— Start of Data extract —

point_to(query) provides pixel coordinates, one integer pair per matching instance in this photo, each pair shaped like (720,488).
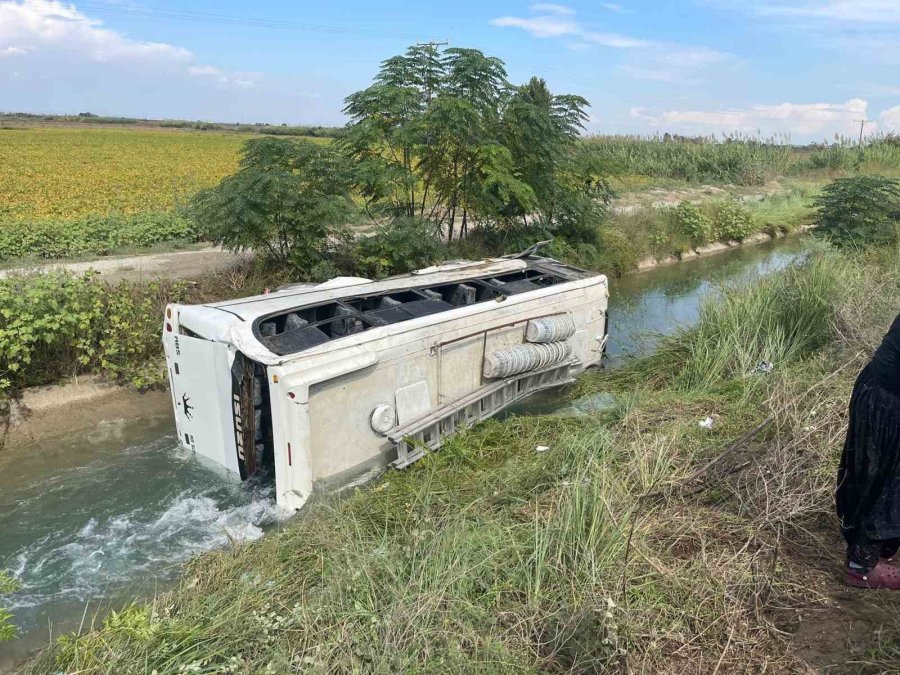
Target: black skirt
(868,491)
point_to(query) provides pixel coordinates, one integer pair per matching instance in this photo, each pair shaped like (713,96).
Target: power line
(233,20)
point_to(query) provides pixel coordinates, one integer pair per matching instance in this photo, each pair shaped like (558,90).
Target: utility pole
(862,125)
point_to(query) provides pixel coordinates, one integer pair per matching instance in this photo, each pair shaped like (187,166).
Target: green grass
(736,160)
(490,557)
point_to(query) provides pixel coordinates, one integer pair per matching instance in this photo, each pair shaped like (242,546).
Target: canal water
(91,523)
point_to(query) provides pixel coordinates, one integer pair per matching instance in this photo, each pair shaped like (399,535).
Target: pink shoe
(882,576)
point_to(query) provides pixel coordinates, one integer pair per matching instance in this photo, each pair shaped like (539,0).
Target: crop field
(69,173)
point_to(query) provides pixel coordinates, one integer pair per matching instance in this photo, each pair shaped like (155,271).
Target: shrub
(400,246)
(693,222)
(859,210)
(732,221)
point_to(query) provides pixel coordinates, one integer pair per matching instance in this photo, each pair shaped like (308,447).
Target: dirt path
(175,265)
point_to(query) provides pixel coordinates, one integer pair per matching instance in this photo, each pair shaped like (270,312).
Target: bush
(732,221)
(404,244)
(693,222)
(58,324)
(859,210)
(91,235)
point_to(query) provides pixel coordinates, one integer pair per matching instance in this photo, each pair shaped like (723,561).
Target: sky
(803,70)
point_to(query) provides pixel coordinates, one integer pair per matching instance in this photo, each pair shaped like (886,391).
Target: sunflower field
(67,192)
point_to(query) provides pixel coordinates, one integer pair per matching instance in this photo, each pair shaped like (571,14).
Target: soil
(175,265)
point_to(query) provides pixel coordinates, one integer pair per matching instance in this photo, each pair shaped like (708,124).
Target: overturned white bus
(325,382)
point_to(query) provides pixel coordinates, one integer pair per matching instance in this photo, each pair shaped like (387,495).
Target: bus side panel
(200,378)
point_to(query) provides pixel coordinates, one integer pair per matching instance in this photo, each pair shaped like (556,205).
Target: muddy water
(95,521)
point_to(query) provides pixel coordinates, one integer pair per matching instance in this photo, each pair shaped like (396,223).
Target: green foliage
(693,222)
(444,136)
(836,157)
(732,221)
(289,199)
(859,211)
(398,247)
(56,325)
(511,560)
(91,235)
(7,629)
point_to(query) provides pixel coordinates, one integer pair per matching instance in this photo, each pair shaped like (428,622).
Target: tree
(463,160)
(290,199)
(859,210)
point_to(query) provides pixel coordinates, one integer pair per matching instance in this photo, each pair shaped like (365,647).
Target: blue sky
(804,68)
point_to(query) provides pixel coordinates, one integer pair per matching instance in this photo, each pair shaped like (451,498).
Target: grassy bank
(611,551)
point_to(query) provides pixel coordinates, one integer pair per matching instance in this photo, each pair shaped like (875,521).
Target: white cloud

— End of Data extract —

Challenge:
Repeat the material above in full and exactly, apart from the pictures.

Result of this task:
point_to(query) provides pixel coordinates, one integer pair per matching instance in this photo, each pair shaped like (720,488).
Target: black skirt
(868,491)
point_to(query) provides pixel coordinates, one integer pair per matching instance in this photo, each pair shaped like (713,96).
Target: power line
(233,20)
point_to(query) provides pixel coordinates, one integer pair per matching instance in this photo, each pair shaped like (558,90).
Target: utility pole
(862,125)
point_to(query) provides pixel coordinates, one integer pair per matching instance in this photo, each pair shaped like (187,166).
Target: green grass
(736,160)
(490,557)
point_to(query) provides pixel coordinates, one integer pair per matching instance in this photo, each pair shaped like (242,546).
Target: canal water
(91,523)
point_to(query) provides pixel coordinates, one integer pair per matching instance in this photo, each pair shaped like (399,535).
Target: pink shoe
(882,576)
point_to(query) provides pixel coordinates, one integer pair per matching instance in this photo, each pair shaped like (539,0).
Target: crop field
(69,173)
point_to(query) provides pixel coordinates, one integer pair per matching instance in this photo, each pair shaped like (155,271).
Target: shrub
(400,246)
(693,222)
(859,210)
(732,221)
point_to(query) provides pixel coordinates, one integer pair per matching instance in this photo, each pair shaped like (308,447).
Target: dirt path
(175,265)
point_to(query) provides pixel coordinates, one integer pair per matching instance in this photo, each pair shaped like (270,312).
Target: bush
(732,221)
(404,244)
(693,222)
(58,324)
(859,210)
(91,235)
point_to(query) provides pixel coordinates, one integer pair per matching instance in this photo, each pair shaped like (723,561).
Target: sky
(803,70)
point_to(query) provides pixel coordinates, one integer pair per matching instance in this photo, each pair shaped like (886,391).
Target: sunflower field
(67,192)
point_to(query) provides pixel coordinates, one integer pair per matching instance in this photo, each pair shaped like (571,14).
Target: soil
(175,265)
point_to(query) provides pixel coordinates, one integer pair per matching instance in this photo, each pair shaped like (708,124).
Target: overturned white bus
(325,382)
point_to(query) provides pixel coordinates, one integer pair per matching instance in this photo, each pair shaped like (387,495).
Target: bus side panel
(200,378)
point_to(query) provides pixel coordinates, one integer pair per matching instance in this photo, each pair shaped like (556,205).
Target: muddy water
(95,521)
point_to(query) provides pixel coordinates, one integer pair per matching instance in this photo, each pair shaped like (396,223).
Target: green foliage
(693,222)
(444,136)
(836,157)
(732,221)
(289,199)
(859,211)
(398,247)
(56,325)
(511,560)
(91,235)
(7,629)
point_to(query) provides pixel coordinates, one integer pair per matching instance in this photo, each pair shaped like (428,622).
Target: tree
(463,160)
(290,199)
(859,210)
point_to(query) provides pixel coordinates, one integer pair per matching instance in this photo, each pair shaped like (365,647).
Target: blue sky
(804,68)
point_to(query) provides pixel coordinates, one integer pair per matching instance in this photo, each pair shaped like (451,498).
Target: grassy bank
(611,551)
point_to(query) provides pixel coordinates, one integer pair per matching instance in this photo, each pair shaped like (875,521).
Target: white cloud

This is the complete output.